Region pointing data -
◇ ◇ ◇ ◇ ◇
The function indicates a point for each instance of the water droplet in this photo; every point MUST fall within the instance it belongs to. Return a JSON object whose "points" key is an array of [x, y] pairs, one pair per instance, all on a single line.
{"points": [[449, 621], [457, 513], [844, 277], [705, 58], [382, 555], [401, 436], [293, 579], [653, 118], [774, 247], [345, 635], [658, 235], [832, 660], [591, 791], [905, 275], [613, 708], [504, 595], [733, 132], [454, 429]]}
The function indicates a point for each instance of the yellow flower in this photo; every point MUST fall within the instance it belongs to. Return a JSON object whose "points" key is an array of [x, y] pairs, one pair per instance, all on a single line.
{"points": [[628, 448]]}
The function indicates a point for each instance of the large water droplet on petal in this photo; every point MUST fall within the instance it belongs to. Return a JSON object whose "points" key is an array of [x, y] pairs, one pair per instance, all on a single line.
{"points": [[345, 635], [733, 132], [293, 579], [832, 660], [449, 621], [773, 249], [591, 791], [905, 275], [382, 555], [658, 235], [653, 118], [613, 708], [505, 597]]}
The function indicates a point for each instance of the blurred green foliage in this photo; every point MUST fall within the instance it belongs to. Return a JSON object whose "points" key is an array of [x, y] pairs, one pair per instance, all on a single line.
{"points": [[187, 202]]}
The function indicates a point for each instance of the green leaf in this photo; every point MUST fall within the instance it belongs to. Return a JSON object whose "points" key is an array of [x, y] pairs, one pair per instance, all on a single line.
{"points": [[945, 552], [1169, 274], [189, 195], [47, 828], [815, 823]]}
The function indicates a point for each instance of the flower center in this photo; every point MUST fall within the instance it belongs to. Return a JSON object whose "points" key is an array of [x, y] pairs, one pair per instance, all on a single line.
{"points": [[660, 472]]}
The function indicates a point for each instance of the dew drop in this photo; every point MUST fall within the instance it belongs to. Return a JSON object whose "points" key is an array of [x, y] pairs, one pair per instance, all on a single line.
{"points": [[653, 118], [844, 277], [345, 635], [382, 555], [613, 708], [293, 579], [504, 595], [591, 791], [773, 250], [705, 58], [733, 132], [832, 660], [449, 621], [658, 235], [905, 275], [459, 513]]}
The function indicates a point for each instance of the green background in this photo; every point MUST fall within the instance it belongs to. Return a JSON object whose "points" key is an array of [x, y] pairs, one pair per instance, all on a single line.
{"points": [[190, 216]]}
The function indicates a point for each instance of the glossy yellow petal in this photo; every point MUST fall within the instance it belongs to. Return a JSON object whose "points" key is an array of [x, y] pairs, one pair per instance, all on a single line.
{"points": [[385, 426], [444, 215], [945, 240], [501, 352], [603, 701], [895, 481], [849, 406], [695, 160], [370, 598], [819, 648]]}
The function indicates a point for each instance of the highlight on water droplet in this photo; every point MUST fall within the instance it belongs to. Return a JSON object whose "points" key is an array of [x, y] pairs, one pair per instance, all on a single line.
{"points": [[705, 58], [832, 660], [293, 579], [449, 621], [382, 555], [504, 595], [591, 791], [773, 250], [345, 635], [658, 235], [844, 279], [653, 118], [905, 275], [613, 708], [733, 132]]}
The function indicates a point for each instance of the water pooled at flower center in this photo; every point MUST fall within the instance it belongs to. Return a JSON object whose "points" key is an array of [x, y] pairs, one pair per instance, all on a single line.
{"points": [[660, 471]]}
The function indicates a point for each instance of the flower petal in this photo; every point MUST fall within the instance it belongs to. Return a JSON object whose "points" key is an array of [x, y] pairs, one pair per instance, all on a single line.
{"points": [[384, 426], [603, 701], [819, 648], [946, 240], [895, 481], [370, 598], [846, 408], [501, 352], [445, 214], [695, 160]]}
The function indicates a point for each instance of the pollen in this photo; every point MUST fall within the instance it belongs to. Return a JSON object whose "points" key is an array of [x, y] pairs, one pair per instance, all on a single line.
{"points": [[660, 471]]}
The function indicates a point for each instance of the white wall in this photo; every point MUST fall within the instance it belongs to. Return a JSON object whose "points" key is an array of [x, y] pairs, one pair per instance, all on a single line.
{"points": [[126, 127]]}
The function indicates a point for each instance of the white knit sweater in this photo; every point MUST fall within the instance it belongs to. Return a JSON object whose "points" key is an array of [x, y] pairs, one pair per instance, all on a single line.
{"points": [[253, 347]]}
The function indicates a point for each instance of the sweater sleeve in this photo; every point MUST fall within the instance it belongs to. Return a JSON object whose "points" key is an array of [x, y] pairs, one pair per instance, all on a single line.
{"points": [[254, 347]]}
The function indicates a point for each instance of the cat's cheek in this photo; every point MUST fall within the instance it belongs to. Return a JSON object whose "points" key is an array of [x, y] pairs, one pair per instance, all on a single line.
◇ ◇ ◇ ◇ ◇
PROMPT - All records shown above are to be output exactly.

ANSWER SECTION -
The function indicates a point for each instance of the water droplet in this photo; every point MUST fall within the instance it belongs to. Return a JSON object whose "points" key is an array of [x, y] pairs, one pair per instance, all on a single line.
{"points": [[449, 621], [457, 513], [844, 277], [705, 58], [382, 555], [401, 436], [293, 579], [653, 118], [774, 247], [345, 635], [658, 235], [832, 660], [591, 791], [905, 275], [613, 708], [504, 595], [733, 132], [454, 429]]}
The function indicates a point for each instance of the yellow flower in this photo; every point MUST fall within the instance it belongs to. Return a JSON object whose "points" key is an array of [x, y] pairs, one pair per instance, all on a single line.
{"points": [[628, 448]]}
The function indicates a point for each instance of the large water droplet on petal in this photo; every point MUST fall within the instance it belongs to. Return a JSON object whose "points" key is an array of [x, y] pairs, one pair per instance, all on a single line.
{"points": [[345, 635], [733, 132], [293, 579], [832, 660], [449, 621], [773, 249], [591, 791], [905, 275], [382, 555], [658, 235], [653, 118], [613, 708], [505, 597]]}
The function indicates a point for each instance of the blurred green foliage in this photo; every point MUST fall within the instance it belongs to. Return a JSON object whose "points" key is an array of [x, y] pairs, one pair per instance, all on a single line.
{"points": [[187, 202]]}
The function indicates a point for each instance of the green leaf in this photo; every point MUST fall within the instance it belongs to. Return a JSON object whose "points" key is an array of [x, y] pairs, one pair per instance, all on a single line.
{"points": [[945, 552], [1169, 274], [189, 195], [47, 828], [815, 823]]}
The function indicates a point for each instance of the flower center in this photo; every point MUST fall within the instance it belongs to. Return a JSON object whose "points" key is an array of [x, y] pairs, one pair per instance, all on a single line.
{"points": [[660, 472]]}
The function indicates a point for each instance of the dew drop in this photo; every point MUST fall within the instance it belongs to. Return a JSON object whose "points" key is an array of [x, y] pairs, one pair per instance, all on a single line.
{"points": [[653, 118], [844, 277], [345, 635], [382, 555], [613, 708], [293, 579], [504, 595], [591, 791], [773, 250], [705, 58], [733, 132], [832, 660], [449, 621], [658, 235], [905, 275], [459, 513]]}
The function indicates a point for each instance of the green background in this photo; every point MUST fall within the instance it belongs to. Return a JSON object whose "points" key is an array of [x, y] pairs, one pair per instance, all on a single line.
{"points": [[190, 216]]}
The function indicates a point for each instance of the glossy yellow petal in this photo; every point MUST fall within the instance it belongs to. Return a JSON object whose "points" key is an array of [x, y] pairs, one pair per instance, all on a single line.
{"points": [[385, 426], [444, 215], [945, 240], [501, 352], [603, 701], [895, 481], [849, 406], [695, 160], [370, 598], [819, 648]]}
The function indicates a point for each instance of the highlight on water droplet in this photo; every point MUST fall within the instance it belongs to. Return a JSON object whose "points" key is an array of [x, y] pairs, one pair per instance, all on a single line.
{"points": [[705, 58], [832, 660], [293, 579], [449, 621], [382, 555], [504, 595], [591, 791], [773, 250], [345, 635], [658, 235], [844, 279], [653, 118], [905, 275], [613, 708], [733, 132]]}
The function indicates a point for each instance of the water pooled at flower center in this photo; every point MUST fall within the instance it belongs to. Return a JSON object whose "points" key is an array of [x, y] pairs, one pair per instance, all on a single line.
{"points": [[660, 471]]}
The function indicates a point for each instance of the flower petal in this photo; every point MUST fall within the instance it belongs to. Return a JSON object whose "points" key is an array of [x, y] pairs, one pair per instance, all on a single line.
{"points": [[384, 426], [603, 701], [819, 648], [946, 240], [895, 481], [370, 598], [846, 408], [501, 352], [445, 214], [695, 160]]}
The function indicates a point for each instance of the pollen in this photo; every point MUST fall within the instance it belongs to. Return a JSON object whose "points" key is an array of [x, y] pairs, one pair per instance, all on a single line.
{"points": [[660, 471]]}
The function indicates a point for each instance of the white wall in this photo; every point MUST fall within the instance it belongs to. Return a JSON object whose "points" key is an array of [x, y] pairs, one pair per instance, all on a single line.
{"points": [[126, 127]]}
The function indicates a point for each instance of the white knit sweater in this photo; every point MUST fall within the instance it belongs to. Return a JSON object whose "points" key is an array of [x, y] pairs, one pair per instance, all on a single line.
{"points": [[253, 347]]}
The function indicates a point for each instance of the sweater sleeve in this photo; every point MUST fall within the instance it belongs to. Return a JSON object whose "points" key is an array of [x, y] pairs, one pair per instance, all on a single line.
{"points": [[254, 347]]}
The function indicates a point for each instance of the cat's cheek in this photo; every point MUST fall within the instance it belongs to. Return a JSON object whose "points" key is an array of [x, y] pairs, one pair per instance, all on a single line.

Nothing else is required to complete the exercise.